Given data:
****************************************
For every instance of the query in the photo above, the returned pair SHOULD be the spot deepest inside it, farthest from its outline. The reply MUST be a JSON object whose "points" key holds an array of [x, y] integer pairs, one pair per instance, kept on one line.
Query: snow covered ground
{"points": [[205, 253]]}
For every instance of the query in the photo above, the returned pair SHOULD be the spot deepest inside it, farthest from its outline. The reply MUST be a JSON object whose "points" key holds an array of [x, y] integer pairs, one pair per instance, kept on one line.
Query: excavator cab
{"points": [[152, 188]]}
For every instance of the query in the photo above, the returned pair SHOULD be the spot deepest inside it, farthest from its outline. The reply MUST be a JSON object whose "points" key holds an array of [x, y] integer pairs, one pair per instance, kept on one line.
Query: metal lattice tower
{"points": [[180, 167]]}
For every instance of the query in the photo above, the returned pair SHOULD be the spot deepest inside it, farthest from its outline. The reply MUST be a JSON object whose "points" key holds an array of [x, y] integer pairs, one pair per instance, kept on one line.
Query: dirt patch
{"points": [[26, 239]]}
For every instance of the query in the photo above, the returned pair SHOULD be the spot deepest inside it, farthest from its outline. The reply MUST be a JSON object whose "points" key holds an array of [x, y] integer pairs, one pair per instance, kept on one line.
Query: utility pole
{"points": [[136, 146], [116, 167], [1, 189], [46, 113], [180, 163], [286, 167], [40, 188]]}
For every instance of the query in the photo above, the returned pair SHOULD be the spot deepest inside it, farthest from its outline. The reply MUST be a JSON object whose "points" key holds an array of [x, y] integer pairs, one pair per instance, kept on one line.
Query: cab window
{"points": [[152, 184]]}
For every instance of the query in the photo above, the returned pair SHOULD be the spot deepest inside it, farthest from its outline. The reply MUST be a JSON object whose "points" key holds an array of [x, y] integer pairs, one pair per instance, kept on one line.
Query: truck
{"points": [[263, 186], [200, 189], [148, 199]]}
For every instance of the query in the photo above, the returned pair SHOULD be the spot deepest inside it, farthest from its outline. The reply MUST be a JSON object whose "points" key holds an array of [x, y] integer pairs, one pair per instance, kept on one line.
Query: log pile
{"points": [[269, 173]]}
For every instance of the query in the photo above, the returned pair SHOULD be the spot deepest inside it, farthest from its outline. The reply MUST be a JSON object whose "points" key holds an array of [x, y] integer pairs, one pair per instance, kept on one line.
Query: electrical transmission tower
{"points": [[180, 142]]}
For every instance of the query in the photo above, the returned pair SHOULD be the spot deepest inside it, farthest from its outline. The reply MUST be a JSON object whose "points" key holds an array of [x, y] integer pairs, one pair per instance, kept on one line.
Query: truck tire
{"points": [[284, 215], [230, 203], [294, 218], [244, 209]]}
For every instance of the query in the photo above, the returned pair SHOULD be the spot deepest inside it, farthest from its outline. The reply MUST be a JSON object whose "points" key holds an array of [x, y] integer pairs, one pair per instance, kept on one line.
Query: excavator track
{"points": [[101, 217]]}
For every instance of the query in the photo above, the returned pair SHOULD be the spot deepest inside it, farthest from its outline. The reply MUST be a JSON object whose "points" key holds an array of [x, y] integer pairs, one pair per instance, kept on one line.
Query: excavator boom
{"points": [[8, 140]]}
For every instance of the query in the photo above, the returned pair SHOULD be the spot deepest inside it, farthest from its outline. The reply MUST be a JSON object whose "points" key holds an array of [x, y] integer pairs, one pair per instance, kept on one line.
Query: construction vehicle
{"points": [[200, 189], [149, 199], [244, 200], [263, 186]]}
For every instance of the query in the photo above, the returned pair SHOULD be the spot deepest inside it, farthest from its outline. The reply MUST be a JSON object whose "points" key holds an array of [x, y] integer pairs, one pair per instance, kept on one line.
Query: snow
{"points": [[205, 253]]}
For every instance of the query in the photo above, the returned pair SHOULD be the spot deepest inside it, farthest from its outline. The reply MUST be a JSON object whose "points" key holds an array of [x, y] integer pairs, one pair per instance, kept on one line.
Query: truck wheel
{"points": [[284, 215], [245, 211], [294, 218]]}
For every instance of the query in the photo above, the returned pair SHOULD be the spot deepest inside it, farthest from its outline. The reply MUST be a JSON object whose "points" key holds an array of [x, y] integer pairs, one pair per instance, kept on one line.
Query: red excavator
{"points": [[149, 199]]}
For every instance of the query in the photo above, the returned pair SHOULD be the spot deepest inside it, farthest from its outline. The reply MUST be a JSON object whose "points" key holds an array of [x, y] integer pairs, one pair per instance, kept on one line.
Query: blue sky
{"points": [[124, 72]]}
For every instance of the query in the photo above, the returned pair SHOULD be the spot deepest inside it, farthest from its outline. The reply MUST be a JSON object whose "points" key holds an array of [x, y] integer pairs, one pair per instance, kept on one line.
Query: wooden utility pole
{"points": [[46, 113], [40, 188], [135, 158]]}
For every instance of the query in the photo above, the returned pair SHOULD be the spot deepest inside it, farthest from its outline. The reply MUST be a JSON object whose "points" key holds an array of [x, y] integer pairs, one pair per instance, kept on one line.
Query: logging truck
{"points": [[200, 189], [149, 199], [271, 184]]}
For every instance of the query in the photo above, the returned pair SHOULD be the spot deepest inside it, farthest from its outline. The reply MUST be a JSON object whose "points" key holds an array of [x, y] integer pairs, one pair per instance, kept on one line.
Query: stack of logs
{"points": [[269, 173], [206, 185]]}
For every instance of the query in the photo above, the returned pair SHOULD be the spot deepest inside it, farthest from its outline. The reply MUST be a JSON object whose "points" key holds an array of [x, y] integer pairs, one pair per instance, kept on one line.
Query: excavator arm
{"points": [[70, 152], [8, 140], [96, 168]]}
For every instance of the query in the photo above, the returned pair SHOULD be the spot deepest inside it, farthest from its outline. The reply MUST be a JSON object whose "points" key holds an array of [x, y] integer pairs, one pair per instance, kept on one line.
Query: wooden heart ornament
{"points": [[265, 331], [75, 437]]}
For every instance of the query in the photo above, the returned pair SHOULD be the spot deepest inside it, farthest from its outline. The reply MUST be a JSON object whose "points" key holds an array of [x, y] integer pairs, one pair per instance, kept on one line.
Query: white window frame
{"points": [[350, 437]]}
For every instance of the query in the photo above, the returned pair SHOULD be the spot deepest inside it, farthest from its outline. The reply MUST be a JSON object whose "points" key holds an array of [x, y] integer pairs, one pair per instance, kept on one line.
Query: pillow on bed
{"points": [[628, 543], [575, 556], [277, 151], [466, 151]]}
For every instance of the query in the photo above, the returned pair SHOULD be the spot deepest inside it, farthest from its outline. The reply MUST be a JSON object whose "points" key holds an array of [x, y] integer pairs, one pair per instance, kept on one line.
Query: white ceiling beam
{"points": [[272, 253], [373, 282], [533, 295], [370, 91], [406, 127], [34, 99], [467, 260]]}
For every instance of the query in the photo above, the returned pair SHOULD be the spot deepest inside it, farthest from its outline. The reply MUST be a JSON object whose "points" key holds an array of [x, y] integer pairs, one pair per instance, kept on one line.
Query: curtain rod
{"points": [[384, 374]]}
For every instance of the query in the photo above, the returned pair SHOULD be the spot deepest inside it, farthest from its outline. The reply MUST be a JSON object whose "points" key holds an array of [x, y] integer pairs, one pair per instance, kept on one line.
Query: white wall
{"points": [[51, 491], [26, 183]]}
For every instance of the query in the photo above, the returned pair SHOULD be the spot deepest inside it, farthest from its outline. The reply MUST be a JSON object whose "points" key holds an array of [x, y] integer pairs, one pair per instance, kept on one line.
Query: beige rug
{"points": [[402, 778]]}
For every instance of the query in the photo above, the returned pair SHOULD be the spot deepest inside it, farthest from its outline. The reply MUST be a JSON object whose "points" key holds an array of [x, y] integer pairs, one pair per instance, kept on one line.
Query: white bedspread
****************************************
Directions for this task:
Please find every line in the rows above that contains the word "tower" and copy each one out in full. Matches are case-sensitive.

Correct result:
Query: metal lattice tower
Query: electrical transmission tower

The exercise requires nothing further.